[A run of items]
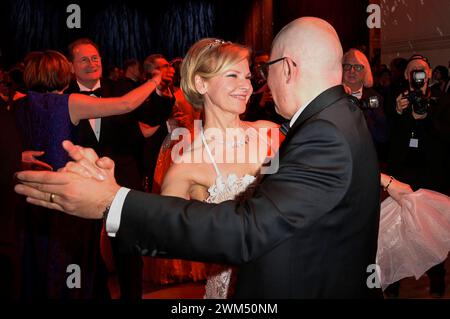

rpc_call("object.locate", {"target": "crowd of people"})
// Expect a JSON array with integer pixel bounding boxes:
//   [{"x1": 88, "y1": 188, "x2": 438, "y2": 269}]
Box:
[{"x1": 0, "y1": 18, "x2": 450, "y2": 299}]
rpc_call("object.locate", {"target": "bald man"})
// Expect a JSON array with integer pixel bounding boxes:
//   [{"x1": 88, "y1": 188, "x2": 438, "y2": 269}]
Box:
[{"x1": 16, "y1": 17, "x2": 379, "y2": 298}]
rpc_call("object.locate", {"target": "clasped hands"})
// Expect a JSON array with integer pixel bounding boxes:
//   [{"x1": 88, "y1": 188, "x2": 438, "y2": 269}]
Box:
[{"x1": 15, "y1": 141, "x2": 120, "y2": 219}]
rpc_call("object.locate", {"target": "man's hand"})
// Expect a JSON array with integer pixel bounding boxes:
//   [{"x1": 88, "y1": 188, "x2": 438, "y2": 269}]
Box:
[
  {"x1": 59, "y1": 140, "x2": 114, "y2": 181},
  {"x1": 15, "y1": 141, "x2": 120, "y2": 218},
  {"x1": 15, "y1": 171, "x2": 120, "y2": 219}
]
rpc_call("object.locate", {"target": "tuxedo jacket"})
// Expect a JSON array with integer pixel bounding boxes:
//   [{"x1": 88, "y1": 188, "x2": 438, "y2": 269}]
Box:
[
  {"x1": 0, "y1": 105, "x2": 22, "y2": 248},
  {"x1": 116, "y1": 86, "x2": 380, "y2": 298},
  {"x1": 66, "y1": 78, "x2": 175, "y2": 189}
]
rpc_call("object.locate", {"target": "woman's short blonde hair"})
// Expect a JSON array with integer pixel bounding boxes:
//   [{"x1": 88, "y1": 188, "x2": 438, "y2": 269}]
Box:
[
  {"x1": 342, "y1": 48, "x2": 373, "y2": 88},
  {"x1": 23, "y1": 50, "x2": 71, "y2": 93},
  {"x1": 181, "y1": 38, "x2": 251, "y2": 110}
]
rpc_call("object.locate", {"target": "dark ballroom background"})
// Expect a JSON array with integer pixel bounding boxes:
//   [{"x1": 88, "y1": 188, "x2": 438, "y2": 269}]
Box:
[{"x1": 0, "y1": 0, "x2": 369, "y2": 69}]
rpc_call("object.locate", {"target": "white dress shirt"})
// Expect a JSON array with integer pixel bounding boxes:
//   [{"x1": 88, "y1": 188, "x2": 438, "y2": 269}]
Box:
[{"x1": 77, "y1": 79, "x2": 102, "y2": 141}]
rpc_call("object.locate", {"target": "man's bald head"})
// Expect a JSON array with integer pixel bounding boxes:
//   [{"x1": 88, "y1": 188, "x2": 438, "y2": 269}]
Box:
[{"x1": 268, "y1": 17, "x2": 342, "y2": 118}]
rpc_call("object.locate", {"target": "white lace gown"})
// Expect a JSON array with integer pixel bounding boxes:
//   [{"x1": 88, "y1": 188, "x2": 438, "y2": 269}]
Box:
[
  {"x1": 377, "y1": 189, "x2": 450, "y2": 290},
  {"x1": 202, "y1": 134, "x2": 256, "y2": 299}
]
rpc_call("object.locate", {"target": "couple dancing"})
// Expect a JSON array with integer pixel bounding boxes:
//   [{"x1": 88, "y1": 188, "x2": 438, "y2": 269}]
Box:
[{"x1": 16, "y1": 17, "x2": 448, "y2": 298}]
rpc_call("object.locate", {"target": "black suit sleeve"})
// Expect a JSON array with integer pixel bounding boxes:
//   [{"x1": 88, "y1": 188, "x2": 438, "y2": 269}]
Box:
[{"x1": 117, "y1": 121, "x2": 352, "y2": 264}]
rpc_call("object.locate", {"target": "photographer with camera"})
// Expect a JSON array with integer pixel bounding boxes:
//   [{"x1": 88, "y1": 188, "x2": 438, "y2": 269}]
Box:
[
  {"x1": 385, "y1": 55, "x2": 450, "y2": 298},
  {"x1": 342, "y1": 49, "x2": 389, "y2": 163}
]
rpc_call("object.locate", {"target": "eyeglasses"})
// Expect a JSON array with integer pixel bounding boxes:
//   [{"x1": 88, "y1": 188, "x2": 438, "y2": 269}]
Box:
[
  {"x1": 258, "y1": 57, "x2": 297, "y2": 81},
  {"x1": 77, "y1": 55, "x2": 102, "y2": 65},
  {"x1": 342, "y1": 63, "x2": 364, "y2": 72}
]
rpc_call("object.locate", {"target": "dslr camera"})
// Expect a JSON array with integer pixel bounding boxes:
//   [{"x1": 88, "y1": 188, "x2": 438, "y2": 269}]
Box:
[{"x1": 405, "y1": 70, "x2": 431, "y2": 115}]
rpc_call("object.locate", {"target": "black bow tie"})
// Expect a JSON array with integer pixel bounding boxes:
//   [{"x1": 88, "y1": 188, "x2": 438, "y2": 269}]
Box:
[
  {"x1": 80, "y1": 88, "x2": 102, "y2": 97},
  {"x1": 280, "y1": 121, "x2": 291, "y2": 136}
]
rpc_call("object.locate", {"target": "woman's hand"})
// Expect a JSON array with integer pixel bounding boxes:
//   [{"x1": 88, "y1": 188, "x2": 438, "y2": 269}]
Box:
[{"x1": 381, "y1": 174, "x2": 413, "y2": 204}]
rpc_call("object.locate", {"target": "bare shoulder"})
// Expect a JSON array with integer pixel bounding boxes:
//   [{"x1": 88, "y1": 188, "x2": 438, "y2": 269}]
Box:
[{"x1": 244, "y1": 120, "x2": 280, "y2": 128}]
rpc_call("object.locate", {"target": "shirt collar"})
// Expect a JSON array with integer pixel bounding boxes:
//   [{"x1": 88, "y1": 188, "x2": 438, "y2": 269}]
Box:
[
  {"x1": 352, "y1": 86, "x2": 363, "y2": 100},
  {"x1": 289, "y1": 99, "x2": 313, "y2": 127}
]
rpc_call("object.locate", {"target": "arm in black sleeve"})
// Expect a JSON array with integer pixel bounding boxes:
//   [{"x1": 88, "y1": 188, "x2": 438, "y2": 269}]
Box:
[{"x1": 133, "y1": 92, "x2": 175, "y2": 126}]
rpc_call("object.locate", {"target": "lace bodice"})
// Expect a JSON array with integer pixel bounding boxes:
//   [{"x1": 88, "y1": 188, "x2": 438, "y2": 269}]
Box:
[{"x1": 202, "y1": 132, "x2": 256, "y2": 299}]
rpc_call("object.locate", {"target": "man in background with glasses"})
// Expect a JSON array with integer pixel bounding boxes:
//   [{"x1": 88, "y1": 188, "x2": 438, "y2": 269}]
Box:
[{"x1": 16, "y1": 17, "x2": 380, "y2": 298}]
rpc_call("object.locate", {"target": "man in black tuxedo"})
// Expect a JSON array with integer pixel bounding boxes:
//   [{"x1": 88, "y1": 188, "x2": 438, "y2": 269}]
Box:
[
  {"x1": 0, "y1": 105, "x2": 22, "y2": 300},
  {"x1": 16, "y1": 17, "x2": 380, "y2": 298},
  {"x1": 385, "y1": 55, "x2": 450, "y2": 298},
  {"x1": 67, "y1": 39, "x2": 175, "y2": 299}
]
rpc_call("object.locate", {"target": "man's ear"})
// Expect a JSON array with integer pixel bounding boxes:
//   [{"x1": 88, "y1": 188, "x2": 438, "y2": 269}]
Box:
[{"x1": 194, "y1": 75, "x2": 208, "y2": 95}]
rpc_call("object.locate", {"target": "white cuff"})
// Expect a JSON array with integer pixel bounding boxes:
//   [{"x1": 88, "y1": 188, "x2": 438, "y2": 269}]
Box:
[{"x1": 106, "y1": 187, "x2": 130, "y2": 237}]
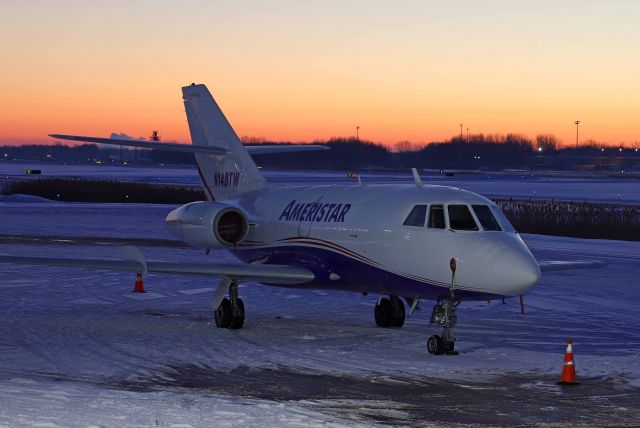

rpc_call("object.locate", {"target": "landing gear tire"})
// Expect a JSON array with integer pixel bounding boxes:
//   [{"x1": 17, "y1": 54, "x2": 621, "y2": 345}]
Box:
[
  {"x1": 229, "y1": 298, "x2": 244, "y2": 330},
  {"x1": 427, "y1": 334, "x2": 444, "y2": 355},
  {"x1": 390, "y1": 296, "x2": 405, "y2": 327},
  {"x1": 215, "y1": 297, "x2": 232, "y2": 328},
  {"x1": 374, "y1": 297, "x2": 393, "y2": 328}
]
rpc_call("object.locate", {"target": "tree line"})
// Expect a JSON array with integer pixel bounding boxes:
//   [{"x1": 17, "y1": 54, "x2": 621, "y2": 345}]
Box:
[{"x1": 0, "y1": 134, "x2": 639, "y2": 169}]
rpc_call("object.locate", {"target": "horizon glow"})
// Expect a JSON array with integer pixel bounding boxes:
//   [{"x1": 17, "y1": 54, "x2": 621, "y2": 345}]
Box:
[{"x1": 0, "y1": 0, "x2": 640, "y2": 146}]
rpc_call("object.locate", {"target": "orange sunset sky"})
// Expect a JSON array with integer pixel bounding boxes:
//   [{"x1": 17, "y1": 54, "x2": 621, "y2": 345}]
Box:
[{"x1": 0, "y1": 0, "x2": 640, "y2": 145}]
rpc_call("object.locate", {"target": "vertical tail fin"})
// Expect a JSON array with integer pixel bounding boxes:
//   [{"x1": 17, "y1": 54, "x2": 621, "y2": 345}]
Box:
[{"x1": 182, "y1": 84, "x2": 266, "y2": 200}]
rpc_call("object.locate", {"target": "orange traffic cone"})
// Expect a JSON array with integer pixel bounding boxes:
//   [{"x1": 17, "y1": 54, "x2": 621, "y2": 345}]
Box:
[
  {"x1": 131, "y1": 272, "x2": 145, "y2": 293},
  {"x1": 558, "y1": 339, "x2": 579, "y2": 385}
]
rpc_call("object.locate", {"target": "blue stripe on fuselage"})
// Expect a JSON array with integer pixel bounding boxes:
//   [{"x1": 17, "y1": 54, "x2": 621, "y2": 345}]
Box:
[{"x1": 236, "y1": 245, "x2": 502, "y2": 300}]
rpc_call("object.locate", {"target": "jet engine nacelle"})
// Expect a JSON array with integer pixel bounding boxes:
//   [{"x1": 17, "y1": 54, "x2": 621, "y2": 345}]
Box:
[{"x1": 165, "y1": 202, "x2": 249, "y2": 249}]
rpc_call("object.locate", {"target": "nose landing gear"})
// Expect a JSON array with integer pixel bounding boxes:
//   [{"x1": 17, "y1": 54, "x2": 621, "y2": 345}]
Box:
[
  {"x1": 374, "y1": 296, "x2": 405, "y2": 327},
  {"x1": 427, "y1": 298, "x2": 460, "y2": 355}
]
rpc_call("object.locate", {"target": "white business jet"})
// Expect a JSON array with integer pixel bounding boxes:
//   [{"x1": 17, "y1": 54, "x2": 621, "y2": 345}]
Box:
[{"x1": 0, "y1": 84, "x2": 540, "y2": 354}]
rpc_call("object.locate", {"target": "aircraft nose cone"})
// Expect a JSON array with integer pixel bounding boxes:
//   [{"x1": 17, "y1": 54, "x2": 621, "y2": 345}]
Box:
[{"x1": 511, "y1": 251, "x2": 540, "y2": 295}]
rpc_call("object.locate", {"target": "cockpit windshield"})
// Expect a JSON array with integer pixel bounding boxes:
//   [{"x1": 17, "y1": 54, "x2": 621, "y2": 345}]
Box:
[
  {"x1": 447, "y1": 205, "x2": 478, "y2": 230},
  {"x1": 472, "y1": 205, "x2": 502, "y2": 231},
  {"x1": 491, "y1": 206, "x2": 516, "y2": 232}
]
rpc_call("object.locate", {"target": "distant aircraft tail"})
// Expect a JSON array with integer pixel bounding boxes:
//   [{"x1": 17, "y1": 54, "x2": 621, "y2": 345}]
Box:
[{"x1": 182, "y1": 84, "x2": 266, "y2": 201}]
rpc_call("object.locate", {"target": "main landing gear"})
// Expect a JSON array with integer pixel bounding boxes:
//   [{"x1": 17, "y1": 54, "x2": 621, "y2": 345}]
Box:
[
  {"x1": 215, "y1": 282, "x2": 244, "y2": 330},
  {"x1": 427, "y1": 297, "x2": 460, "y2": 355},
  {"x1": 374, "y1": 296, "x2": 405, "y2": 327}
]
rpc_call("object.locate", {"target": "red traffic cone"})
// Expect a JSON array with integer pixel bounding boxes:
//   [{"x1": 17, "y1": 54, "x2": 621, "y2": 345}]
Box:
[
  {"x1": 558, "y1": 339, "x2": 579, "y2": 385},
  {"x1": 131, "y1": 272, "x2": 145, "y2": 293}
]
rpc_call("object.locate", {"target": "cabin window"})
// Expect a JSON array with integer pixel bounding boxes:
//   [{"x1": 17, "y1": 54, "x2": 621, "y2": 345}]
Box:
[
  {"x1": 428, "y1": 205, "x2": 444, "y2": 229},
  {"x1": 447, "y1": 205, "x2": 478, "y2": 230},
  {"x1": 402, "y1": 205, "x2": 427, "y2": 227},
  {"x1": 472, "y1": 205, "x2": 502, "y2": 231},
  {"x1": 491, "y1": 206, "x2": 516, "y2": 232}
]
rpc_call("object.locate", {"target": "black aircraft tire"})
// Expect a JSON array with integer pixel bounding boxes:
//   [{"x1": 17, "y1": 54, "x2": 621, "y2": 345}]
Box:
[
  {"x1": 391, "y1": 297, "x2": 405, "y2": 327},
  {"x1": 427, "y1": 334, "x2": 444, "y2": 355},
  {"x1": 229, "y1": 299, "x2": 244, "y2": 330},
  {"x1": 215, "y1": 297, "x2": 231, "y2": 328},
  {"x1": 374, "y1": 298, "x2": 392, "y2": 328}
]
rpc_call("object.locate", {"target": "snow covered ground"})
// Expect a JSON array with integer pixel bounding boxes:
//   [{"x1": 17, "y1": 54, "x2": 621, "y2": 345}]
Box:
[
  {"x1": 0, "y1": 162, "x2": 640, "y2": 203},
  {"x1": 0, "y1": 171, "x2": 640, "y2": 427}
]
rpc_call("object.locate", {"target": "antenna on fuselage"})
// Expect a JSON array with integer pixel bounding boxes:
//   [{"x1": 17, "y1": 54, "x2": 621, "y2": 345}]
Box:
[
  {"x1": 347, "y1": 172, "x2": 362, "y2": 186},
  {"x1": 449, "y1": 257, "x2": 457, "y2": 297},
  {"x1": 411, "y1": 168, "x2": 422, "y2": 186}
]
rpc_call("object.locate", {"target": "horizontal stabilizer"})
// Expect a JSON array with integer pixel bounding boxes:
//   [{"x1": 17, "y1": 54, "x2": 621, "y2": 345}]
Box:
[
  {"x1": 0, "y1": 255, "x2": 315, "y2": 284},
  {"x1": 49, "y1": 134, "x2": 329, "y2": 155},
  {"x1": 538, "y1": 260, "x2": 607, "y2": 272},
  {"x1": 49, "y1": 134, "x2": 227, "y2": 155},
  {"x1": 244, "y1": 144, "x2": 330, "y2": 155}
]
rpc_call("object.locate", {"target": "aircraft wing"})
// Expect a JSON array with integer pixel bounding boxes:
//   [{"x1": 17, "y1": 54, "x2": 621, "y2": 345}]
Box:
[
  {"x1": 244, "y1": 144, "x2": 330, "y2": 155},
  {"x1": 538, "y1": 260, "x2": 607, "y2": 272},
  {"x1": 49, "y1": 134, "x2": 329, "y2": 156},
  {"x1": 0, "y1": 255, "x2": 315, "y2": 284}
]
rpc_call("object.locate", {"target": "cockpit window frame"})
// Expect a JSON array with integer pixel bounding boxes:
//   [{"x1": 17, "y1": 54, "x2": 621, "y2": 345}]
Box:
[
  {"x1": 402, "y1": 204, "x2": 429, "y2": 228},
  {"x1": 426, "y1": 203, "x2": 449, "y2": 230},
  {"x1": 470, "y1": 204, "x2": 504, "y2": 232},
  {"x1": 445, "y1": 203, "x2": 482, "y2": 232}
]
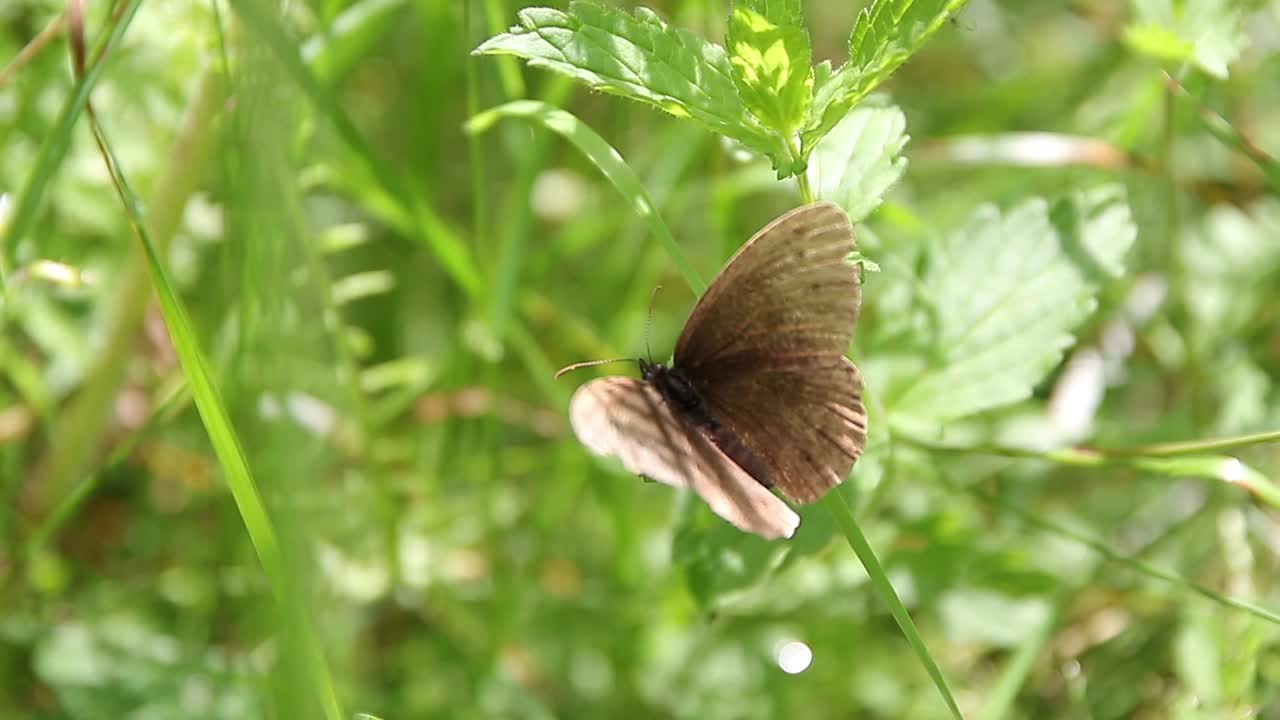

Problem requirements: Count how many lines in the items above contain the word "shirt". Give only the number.

Solution to the problem: 2